Document extract:
## Begin

Dune II: The Building Of A Dynasty (1992)

A figure stands in front of the desert from Dune II

PC gamers were treated to an excellent array of sci-fi games in the ’90s, and the Dune franchise was responsible for one of the best. Dune II put the player in charge of one of the franchise’s main houses as they attempt to harvest spice while fighting off rivals.

While it may seem primitive today, Dune II was groundbreaking when it came to the world of strategy gaming. The game does an excellent job of pitting resources against a random series of events, and it draws cleverly from the book and movie franchise as well. Though the game has been duplicated and modded, it isn’t available to be played in its original form.

Flood (1990)

A green blob jumps away from a monster in Flood

The 1990s had plenty of obscure games, and a boom in the market meant that some of the best simply slipped through the cracks. Flood is an imaginative platformer that allows the user to control Quiffy, a green blob creature that navigates the levels collecting trash.

## End

Written exercise 1: Do these statements agree with the game excerpt above? Answer yes or no for each, and quote the words that decide it. (a) Dune II can still be played in its original form. (b) In Flood, the player controls a green blob creature named Quiffy. (c) Dune II has the player harvesting spice.

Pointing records
## Begin

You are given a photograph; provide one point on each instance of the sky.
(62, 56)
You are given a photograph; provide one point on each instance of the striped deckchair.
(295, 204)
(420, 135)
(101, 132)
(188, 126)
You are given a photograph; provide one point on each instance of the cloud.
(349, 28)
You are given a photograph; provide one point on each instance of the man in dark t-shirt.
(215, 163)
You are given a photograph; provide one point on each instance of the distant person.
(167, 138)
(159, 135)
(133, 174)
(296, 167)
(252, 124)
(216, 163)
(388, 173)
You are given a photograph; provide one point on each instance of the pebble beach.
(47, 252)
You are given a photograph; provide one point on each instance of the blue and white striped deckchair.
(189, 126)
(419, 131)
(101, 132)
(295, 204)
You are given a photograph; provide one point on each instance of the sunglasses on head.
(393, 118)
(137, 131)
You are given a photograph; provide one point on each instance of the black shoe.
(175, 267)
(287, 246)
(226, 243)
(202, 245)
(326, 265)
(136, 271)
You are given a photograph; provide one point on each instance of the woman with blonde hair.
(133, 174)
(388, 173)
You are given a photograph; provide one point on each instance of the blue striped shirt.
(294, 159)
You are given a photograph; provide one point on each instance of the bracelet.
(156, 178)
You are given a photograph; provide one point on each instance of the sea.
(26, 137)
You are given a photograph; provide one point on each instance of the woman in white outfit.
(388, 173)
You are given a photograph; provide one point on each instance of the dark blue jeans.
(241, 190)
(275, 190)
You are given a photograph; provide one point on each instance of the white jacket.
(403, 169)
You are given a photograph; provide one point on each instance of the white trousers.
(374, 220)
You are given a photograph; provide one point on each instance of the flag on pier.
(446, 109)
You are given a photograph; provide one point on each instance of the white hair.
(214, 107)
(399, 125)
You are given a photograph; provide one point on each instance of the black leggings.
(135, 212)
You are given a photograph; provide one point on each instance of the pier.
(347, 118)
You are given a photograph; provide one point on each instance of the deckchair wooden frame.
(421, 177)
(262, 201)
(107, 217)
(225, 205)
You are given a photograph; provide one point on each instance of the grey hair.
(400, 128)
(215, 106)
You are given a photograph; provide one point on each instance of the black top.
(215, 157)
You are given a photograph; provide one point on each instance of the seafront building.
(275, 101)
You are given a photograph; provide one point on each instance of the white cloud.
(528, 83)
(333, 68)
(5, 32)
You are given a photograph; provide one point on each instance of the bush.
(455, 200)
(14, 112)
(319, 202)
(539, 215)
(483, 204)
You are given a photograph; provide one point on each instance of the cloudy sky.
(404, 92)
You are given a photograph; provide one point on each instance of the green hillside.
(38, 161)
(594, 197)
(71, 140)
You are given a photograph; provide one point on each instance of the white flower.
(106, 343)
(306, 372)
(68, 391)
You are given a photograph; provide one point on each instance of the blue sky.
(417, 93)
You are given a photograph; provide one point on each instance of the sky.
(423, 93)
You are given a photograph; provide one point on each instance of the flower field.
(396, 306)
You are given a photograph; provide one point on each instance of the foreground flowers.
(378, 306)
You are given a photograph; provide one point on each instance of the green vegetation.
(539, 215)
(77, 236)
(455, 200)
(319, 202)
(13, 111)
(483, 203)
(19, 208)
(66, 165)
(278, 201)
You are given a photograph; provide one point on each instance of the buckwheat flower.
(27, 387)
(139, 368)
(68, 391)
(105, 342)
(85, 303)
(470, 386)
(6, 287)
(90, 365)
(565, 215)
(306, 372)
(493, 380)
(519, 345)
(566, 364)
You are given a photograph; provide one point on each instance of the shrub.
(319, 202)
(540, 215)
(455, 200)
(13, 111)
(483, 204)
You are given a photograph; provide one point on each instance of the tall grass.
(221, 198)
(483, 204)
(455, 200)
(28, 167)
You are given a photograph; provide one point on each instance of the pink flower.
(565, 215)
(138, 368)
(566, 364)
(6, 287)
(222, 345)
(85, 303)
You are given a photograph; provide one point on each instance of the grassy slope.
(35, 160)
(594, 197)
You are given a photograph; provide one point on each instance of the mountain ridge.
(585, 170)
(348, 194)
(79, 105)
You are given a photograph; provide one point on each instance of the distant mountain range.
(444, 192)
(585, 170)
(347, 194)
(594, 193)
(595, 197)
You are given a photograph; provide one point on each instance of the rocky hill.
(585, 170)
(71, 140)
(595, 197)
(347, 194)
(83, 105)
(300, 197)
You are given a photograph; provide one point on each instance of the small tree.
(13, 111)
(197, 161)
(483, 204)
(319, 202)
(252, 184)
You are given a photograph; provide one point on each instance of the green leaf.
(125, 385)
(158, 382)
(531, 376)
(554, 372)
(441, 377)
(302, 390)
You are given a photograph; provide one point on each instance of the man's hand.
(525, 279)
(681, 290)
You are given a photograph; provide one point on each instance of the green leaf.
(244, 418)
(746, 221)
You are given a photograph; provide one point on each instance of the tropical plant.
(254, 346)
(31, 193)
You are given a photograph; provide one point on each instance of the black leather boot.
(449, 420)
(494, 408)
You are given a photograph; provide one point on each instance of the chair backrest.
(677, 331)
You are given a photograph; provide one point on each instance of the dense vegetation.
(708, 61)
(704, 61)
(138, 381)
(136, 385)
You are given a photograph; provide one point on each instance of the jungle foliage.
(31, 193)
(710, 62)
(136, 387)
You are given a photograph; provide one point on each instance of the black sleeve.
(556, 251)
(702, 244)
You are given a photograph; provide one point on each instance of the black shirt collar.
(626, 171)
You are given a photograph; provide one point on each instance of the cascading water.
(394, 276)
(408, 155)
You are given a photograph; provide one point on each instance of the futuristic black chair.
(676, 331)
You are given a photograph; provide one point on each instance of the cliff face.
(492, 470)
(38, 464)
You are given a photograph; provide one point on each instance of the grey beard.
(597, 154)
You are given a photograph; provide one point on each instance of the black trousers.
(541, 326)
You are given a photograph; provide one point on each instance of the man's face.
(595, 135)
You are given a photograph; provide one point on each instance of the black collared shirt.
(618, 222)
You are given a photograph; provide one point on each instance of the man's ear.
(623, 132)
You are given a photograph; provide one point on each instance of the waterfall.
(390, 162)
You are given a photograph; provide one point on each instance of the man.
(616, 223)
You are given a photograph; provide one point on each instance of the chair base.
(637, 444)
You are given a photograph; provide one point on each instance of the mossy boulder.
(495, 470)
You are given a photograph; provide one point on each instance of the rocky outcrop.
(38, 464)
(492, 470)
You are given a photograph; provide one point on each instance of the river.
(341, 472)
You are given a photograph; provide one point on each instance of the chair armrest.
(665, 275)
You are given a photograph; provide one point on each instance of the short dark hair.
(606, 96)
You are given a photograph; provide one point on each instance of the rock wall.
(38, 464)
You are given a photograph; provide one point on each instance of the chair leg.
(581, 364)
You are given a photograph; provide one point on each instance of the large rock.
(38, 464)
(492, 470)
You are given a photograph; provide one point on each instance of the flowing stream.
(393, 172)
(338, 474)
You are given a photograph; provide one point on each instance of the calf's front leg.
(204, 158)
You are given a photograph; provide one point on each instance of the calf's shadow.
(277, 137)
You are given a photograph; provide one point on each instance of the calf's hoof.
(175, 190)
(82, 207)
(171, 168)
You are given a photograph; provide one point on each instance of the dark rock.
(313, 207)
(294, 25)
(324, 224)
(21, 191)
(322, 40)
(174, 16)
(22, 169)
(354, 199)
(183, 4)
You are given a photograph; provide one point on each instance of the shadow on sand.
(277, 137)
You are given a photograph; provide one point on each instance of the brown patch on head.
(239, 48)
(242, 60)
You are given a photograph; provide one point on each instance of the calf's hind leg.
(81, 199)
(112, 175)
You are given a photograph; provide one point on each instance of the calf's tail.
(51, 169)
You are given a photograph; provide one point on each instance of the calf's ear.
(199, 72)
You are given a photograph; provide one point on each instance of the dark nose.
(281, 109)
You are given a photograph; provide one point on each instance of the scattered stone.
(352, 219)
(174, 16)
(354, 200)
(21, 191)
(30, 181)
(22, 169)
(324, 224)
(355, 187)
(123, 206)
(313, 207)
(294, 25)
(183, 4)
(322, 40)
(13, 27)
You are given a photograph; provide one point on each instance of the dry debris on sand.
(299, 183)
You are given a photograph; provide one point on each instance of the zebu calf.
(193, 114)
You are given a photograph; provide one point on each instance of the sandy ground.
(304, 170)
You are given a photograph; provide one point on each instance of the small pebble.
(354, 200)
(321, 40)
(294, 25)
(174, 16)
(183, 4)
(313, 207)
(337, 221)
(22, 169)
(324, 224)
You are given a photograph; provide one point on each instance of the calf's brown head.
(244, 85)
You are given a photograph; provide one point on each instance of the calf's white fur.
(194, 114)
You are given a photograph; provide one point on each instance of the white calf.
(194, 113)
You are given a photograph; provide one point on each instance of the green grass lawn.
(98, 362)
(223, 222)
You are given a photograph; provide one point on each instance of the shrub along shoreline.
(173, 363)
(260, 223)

## End

Written exercise 2: Which lines of the records contain the word "small"? Gather every one of them.

Result 1:
(a) No: "it isn’t available to be played in its original form."
(b) Yes: "allows the user to control Quiffy, a green blob creature"
(c) Yes: "as they attempt to harvest spice while fighting off rivals"

Result 2:
You are given a photograph; provide one point on each instance of the small tree.
You are given a photograph; provide one point on each instance of the small pebble.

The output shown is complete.